A growing number of companies are pledging to achieve net-zero carbon emissions over the coming decades. With this, activists and academics are increasing scrutiny of such claims. Congress is holding hearings examining alleged "greenwashing" by corporations. And activists recently published a report examining the net-zero pledges of specific companies and criticizing the transparency and integrity of many such pledges. Now is the time for companies to revisit their climate, sustainability, and environmental, social, governance (ESG) substantiation and compliance procedures. 

House Committee Hearings 

On February 7, 2022, the United States House Committee on Oversight held a hearing to investigate corporate attempts to allegedly "greenwash" their operations and efforts to reduce greenhouse gas emissions.1 The committee heard from climate scientists and environmental advocates who testified about corporate promises to achieve net-zero emissions. The individuals criticized advertising campaigns that allegedly obscure true intentions.

+ + +

In the piece on greenwashing scrutiny, why does the text say now is the time for companies to revisit their climate, sustainability, and ESG substantiation and compliance procedures? Answer in one to three sentences. The lines are not needed for this work.

+ + +

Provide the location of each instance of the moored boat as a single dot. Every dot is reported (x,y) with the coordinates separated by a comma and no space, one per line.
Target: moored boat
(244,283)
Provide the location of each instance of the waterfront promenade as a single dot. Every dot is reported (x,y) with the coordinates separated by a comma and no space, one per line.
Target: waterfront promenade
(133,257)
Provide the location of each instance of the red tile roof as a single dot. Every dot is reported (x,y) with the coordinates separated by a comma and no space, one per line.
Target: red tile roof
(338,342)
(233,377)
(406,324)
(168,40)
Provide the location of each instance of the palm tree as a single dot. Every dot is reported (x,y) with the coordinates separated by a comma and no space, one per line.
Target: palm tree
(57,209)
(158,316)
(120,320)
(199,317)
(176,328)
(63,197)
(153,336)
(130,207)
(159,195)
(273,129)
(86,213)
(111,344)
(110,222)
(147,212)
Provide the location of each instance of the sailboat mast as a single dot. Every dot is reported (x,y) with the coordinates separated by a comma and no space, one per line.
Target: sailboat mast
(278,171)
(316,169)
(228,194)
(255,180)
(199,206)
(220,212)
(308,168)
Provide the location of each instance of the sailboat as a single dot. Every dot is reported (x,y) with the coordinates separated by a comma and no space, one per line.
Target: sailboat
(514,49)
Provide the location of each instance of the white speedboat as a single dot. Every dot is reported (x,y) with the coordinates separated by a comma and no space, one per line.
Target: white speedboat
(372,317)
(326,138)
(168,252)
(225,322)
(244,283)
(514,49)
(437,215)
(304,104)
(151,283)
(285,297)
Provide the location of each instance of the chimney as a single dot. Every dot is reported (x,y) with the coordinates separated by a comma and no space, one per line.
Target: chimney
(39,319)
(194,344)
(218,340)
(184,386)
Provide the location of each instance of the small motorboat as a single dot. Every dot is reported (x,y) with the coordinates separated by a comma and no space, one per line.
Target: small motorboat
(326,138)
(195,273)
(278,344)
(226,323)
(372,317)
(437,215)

+ + +

Exercise output.
As more companies pledge to reach net-zero carbon emissions, activists and academics are scrutinizing those claims more closely. Congress is holding hearings on alleged corporate "greenwashing," and activists recently published a report criticizing the transparency and integrity of many companies' net-zero pledges.